== DATA FOR PROCESSING ==
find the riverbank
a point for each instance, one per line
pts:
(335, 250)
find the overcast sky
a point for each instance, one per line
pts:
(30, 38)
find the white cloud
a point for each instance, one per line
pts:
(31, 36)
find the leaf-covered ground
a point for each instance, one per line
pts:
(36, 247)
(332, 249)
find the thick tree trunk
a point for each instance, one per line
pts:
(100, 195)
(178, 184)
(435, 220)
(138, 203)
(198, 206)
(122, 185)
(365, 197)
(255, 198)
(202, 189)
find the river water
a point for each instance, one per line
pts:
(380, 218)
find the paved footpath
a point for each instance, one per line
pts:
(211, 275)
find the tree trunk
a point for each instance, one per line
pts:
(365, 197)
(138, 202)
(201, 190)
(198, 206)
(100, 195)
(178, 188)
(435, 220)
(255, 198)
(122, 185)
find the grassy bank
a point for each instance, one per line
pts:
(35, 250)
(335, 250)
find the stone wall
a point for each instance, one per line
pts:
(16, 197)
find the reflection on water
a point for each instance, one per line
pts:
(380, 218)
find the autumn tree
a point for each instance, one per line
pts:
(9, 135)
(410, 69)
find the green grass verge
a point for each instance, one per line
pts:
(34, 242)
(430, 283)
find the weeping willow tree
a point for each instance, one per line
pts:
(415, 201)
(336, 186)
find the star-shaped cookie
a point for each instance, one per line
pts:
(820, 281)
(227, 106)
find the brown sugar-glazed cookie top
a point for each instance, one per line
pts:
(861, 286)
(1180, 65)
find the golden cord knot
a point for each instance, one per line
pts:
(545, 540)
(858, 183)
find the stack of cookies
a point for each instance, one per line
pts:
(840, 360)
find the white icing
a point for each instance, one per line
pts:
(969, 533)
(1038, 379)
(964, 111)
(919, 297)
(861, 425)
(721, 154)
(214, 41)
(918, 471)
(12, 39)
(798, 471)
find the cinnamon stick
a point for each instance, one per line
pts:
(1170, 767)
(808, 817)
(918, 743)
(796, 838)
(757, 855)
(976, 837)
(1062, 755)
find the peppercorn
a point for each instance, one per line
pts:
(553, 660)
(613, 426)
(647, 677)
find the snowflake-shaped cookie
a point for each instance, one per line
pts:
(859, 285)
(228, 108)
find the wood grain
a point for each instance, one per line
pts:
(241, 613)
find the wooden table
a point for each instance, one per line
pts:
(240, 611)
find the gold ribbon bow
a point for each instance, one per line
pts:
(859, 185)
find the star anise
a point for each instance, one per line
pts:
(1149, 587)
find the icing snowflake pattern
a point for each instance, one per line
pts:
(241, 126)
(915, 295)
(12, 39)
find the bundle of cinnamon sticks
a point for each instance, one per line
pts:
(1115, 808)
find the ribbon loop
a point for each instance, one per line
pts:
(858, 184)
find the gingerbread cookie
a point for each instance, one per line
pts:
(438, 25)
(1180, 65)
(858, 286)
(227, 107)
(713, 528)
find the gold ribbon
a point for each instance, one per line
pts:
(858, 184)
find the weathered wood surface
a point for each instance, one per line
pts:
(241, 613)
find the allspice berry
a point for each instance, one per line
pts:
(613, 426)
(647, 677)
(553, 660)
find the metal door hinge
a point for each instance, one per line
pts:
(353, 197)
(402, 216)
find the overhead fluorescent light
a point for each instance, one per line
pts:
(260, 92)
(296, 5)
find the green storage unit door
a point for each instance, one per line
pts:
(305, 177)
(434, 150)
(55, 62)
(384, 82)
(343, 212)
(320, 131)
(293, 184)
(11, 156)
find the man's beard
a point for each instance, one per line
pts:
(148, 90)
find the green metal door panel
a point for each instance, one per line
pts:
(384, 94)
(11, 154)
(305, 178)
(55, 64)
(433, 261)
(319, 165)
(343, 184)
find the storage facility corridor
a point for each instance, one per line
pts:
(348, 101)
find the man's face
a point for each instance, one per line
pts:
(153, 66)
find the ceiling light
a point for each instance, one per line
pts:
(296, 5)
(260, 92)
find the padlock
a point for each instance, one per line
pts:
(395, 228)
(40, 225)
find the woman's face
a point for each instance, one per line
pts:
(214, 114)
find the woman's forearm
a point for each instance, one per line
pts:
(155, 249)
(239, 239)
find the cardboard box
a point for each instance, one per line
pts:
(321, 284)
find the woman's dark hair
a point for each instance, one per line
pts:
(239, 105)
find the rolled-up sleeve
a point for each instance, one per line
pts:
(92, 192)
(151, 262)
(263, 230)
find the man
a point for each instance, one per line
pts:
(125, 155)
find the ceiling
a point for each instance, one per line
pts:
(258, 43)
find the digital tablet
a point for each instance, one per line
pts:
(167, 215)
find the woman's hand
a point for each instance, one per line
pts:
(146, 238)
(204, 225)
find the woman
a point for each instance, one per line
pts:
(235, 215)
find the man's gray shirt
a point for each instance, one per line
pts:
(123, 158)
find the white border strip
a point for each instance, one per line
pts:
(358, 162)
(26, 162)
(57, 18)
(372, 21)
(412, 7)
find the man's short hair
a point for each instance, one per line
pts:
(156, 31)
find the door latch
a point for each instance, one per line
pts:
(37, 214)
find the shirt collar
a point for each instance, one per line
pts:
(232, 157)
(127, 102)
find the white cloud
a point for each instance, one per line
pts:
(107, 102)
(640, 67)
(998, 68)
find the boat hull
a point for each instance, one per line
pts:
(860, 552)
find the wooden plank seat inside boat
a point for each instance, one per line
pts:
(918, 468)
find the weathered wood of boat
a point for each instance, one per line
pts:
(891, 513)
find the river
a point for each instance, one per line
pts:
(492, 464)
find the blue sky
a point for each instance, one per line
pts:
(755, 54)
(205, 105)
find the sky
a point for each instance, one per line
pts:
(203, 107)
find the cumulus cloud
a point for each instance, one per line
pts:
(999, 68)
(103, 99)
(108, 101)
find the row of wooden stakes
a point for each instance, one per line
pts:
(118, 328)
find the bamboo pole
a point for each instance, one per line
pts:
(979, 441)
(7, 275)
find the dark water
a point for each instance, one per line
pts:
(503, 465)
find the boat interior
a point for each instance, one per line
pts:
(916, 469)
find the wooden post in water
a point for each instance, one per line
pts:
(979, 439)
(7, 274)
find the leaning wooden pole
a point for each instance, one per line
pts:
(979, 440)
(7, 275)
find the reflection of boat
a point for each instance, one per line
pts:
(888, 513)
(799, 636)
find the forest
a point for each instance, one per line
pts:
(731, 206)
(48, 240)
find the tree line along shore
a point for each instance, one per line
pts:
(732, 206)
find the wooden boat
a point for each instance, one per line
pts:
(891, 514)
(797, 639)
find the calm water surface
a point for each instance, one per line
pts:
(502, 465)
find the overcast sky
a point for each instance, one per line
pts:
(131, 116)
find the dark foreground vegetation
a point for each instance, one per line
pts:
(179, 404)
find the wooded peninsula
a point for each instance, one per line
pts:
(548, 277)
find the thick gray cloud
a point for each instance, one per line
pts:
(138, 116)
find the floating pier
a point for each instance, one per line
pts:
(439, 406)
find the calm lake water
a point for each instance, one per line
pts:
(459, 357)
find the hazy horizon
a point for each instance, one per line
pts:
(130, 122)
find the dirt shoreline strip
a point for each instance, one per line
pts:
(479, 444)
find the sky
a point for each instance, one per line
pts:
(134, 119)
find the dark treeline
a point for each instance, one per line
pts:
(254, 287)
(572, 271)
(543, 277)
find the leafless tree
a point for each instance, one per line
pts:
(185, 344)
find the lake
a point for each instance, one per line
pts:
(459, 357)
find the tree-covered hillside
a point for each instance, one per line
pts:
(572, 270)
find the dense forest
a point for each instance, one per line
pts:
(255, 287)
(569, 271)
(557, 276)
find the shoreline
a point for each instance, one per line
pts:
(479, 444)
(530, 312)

== WHAT YOU WILL DO ==
From the records above, extract every entry exactly as given.

== ANSWER FOR THIS EXERCISE ==
find the riverbank
a point for each instance, one per line
pts:
(335, 250)
find the overcast sky
a point for each instance, one per line
pts:
(30, 38)
find the white cloud
a point for each instance, one per line
pts:
(31, 36)
find the leaf-covered ground
a point for each instance, one per line
pts:
(36, 247)
(332, 249)
find the thick tree trunk
a point for each instance, one per line
pts:
(100, 195)
(178, 184)
(435, 220)
(138, 203)
(198, 206)
(122, 185)
(365, 197)
(255, 198)
(202, 189)
find the river water
a point for each instance, one per line
pts:
(380, 218)
find the paved footpath
a point for each instance, one per line
pts:
(211, 275)
find the tree trunk
a point for each instance, one per line
pts:
(365, 197)
(138, 202)
(201, 190)
(198, 206)
(100, 195)
(178, 188)
(435, 220)
(255, 198)
(122, 185)
find the grassy bank
a point for each instance, one per line
pts:
(35, 250)
(335, 250)
find the stone wall
a point for each instance, one per line
pts:
(16, 197)
find the reflection on water
a point for each instance, one per line
pts:
(380, 218)
find the autumn tree
a point for each instance, one per line
pts:
(9, 135)
(410, 69)
find the green grass verge
a point for each instance, one per line
pts:
(34, 242)
(430, 283)
find the weeping willow tree
a point for each instance, one per line
pts:
(415, 201)
(336, 186)
find the star-shaped cookie
a point for each instance, one per line
pts:
(820, 281)
(227, 106)
find the brown sugar-glazed cookie top
a point for each instance, one per line
pts:
(861, 286)
(1180, 65)
find the golden cord knot
a point for each instance, one per line
pts:
(545, 540)
(858, 183)
find the stack of cookies
a point for each instance, one per line
pts:
(840, 360)
find the white icing
a point for each instance, one per line
pts:
(969, 533)
(1038, 379)
(964, 111)
(919, 297)
(861, 425)
(721, 154)
(214, 41)
(918, 471)
(12, 39)
(798, 471)
find the cinnamon stick
a point for each instance, one per line
pts:
(1170, 767)
(808, 817)
(918, 743)
(796, 838)
(757, 855)
(976, 837)
(1062, 755)
find the peppercorn
a point for each instance, one per line
pts:
(553, 660)
(613, 426)
(647, 677)
find the snowflake-shaped cookie
a point for each instance, one per line
pts:
(859, 285)
(228, 108)
find the wood grain
a point for each instance, one per line
pts:
(241, 613)
find the wooden table
a point for each instance, one per line
pts:
(240, 611)
find the gold ribbon bow
a point for each instance, one per line
pts:
(859, 185)
find the star anise
a point for each instance, one per line
pts:
(1149, 587)
find the icing snowflake pattern
a point for each instance, one per line
pts:
(241, 126)
(915, 295)
(12, 39)
find the bundle of cinnamon sticks
a point for each instance, one per line
pts:
(1115, 808)
find the ribbon loop
a point for each instance, one per line
pts:
(858, 184)
find the gingerbread cookie
a point for each instance, one per line
pts:
(438, 25)
(1180, 65)
(858, 286)
(227, 107)
(713, 528)
find the gold ribbon
a point for each instance, one per line
pts:
(858, 184)
find the weathered wood surface
a point for each instance, one per line
pts:
(241, 613)
find the allspice berry
a point for each instance, one per line
pts:
(613, 426)
(647, 677)
(553, 660)
find the metal door hinge
a point for each instance, one per line
pts:
(353, 197)
(402, 216)
find the overhead fluorescent light
a point for each instance, one per line
pts:
(260, 92)
(296, 5)
find the green storage unit door
a point for each instance, one per line
pts:
(305, 177)
(434, 150)
(55, 62)
(384, 82)
(343, 212)
(320, 131)
(293, 184)
(11, 156)
find the man's beard
a point for each instance, one per line
pts:
(148, 90)
find the green metal door panel
a point for each instance, one per line
pts:
(384, 94)
(11, 154)
(305, 178)
(55, 64)
(433, 261)
(319, 165)
(343, 184)
find the storage facility corridor
a point for each instance, one per line
pts:
(348, 101)
find the man's face
a point for each instance, one per line
pts:
(153, 66)
find the ceiling light
a point for each instance, one per line
pts:
(296, 5)
(260, 92)
find the padlock
a point for each instance, one per line
pts:
(395, 228)
(40, 225)
find the woman's face
a point for each instance, one per line
pts:
(214, 114)
find the woman's forearm
a point for each instance, one per line
pts:
(155, 249)
(239, 239)
find the cardboard box
a point for each instance, one per line
pts:
(321, 284)
find the woman's dark hair
a point for each instance, one per line
pts:
(239, 105)
find the rolled-up sleeve
a point for each instance, one per line
pts:
(92, 192)
(151, 262)
(263, 230)
find the man
a point for each instance, one per line
pts:
(125, 155)
find the ceiling
a point for each instance, one per line
pts:
(258, 43)
find the digital tablet
a point for each instance, one per line
pts:
(167, 215)
find the woman's hand
a point for each instance, one per line
pts:
(146, 238)
(204, 225)
find the woman
a point for each instance, one per line
pts:
(235, 215)
find the man's gray shirt
a point for each instance, one per line
pts:
(123, 158)
find the white border strip
a point for each instance, one per line
pts:
(358, 162)
(26, 162)
(57, 18)
(372, 21)
(412, 7)
find the man's short hair
a point for each instance, one per line
pts:
(156, 31)
find the door latch
a point for each instance, one per line
pts:
(37, 214)
find the shirt collar
a point for each instance, one per line
pts:
(232, 157)
(127, 102)
find the white cloud
a point for each instance, one per line
pts:
(107, 102)
(640, 67)
(998, 68)
find the boat hull
a point for each instance, one per line
pts:
(860, 552)
find the wooden plank seat inside boat
a point for each instance, one per line
pts:
(918, 468)
find the weathered wood of boat
a point for each instance, one per line
pts:
(891, 513)
find the river
a point for each instance, one per line
pts:
(492, 464)
find the blue sky
a point for each instance, one per line
pts:
(755, 54)
(205, 105)
find the sky
a point for each instance, one per line
pts:
(203, 107)
find the cumulus cloud
a point for each instance, one per line
pts:
(999, 68)
(103, 99)
(108, 101)
find the row of wooden stakes
a point for each instance, one per line
pts:
(118, 328)
find the bamboo pole
a point for each instance, one per line
pts:
(979, 441)
(7, 275)
find the dark water
a point for each instance, one per line
pts:
(503, 465)
find the boat interior
a point for each instance, one per line
pts:
(916, 469)
find the wooden post in water
a point for each instance, one per line
pts:
(979, 439)
(7, 274)
find the leaning wooden pole
a point for each instance, one per line
pts:
(979, 440)
(7, 275)
find the reflection of boat
a point for each instance, one per line
pts:
(888, 513)
(799, 636)
find the forest
a point for each instance, one per line
pts:
(731, 206)
(48, 240)
find the tree line along shore
a point for each instance, one per line
pts:
(732, 206)
find the wooden boat
a point for each instance, one per line
pts:
(891, 514)
(797, 639)
find the calm water surface
a point for each instance, one per line
pts:
(502, 465)
find the overcast sky
a point for each instance, one per line
pts:
(131, 116)
find the dark foreground vegetation
a point for each instance, one per line
pts:
(179, 404)
find the wooded peninsula
a point for each instance, one per line
pts:
(548, 277)
find the thick gray cloud
a point for each instance, one per line
pts:
(138, 116)
find the floating pier
a point for each instance, one per line
pts:
(439, 406)
find the calm lake water
a point for each instance, one per line
pts:
(459, 357)
find the hazy horizon
a point for each instance, one per line
pts:
(130, 122)
find the dirt shoreline strip
a point for each instance, one per line
pts:
(479, 444)
find the sky
a point for each instance, one per line
pts:
(134, 119)
find the dark treeline
a point for each instance, one per line
pts:
(254, 287)
(572, 271)
(543, 277)
find the leafless tree
a point for each instance, one per line
pts:
(185, 344)
find the lake
a point for each instance, one per line
pts:
(459, 357)
find the tree-covered hillside
a point for each instance, one per line
pts:
(572, 270)
find the dense forest
a point for each instance, one per line
pts:
(255, 287)
(569, 271)
(557, 276)
find the shoreline
a point for each instance, one per line
pts:
(479, 444)
(530, 312)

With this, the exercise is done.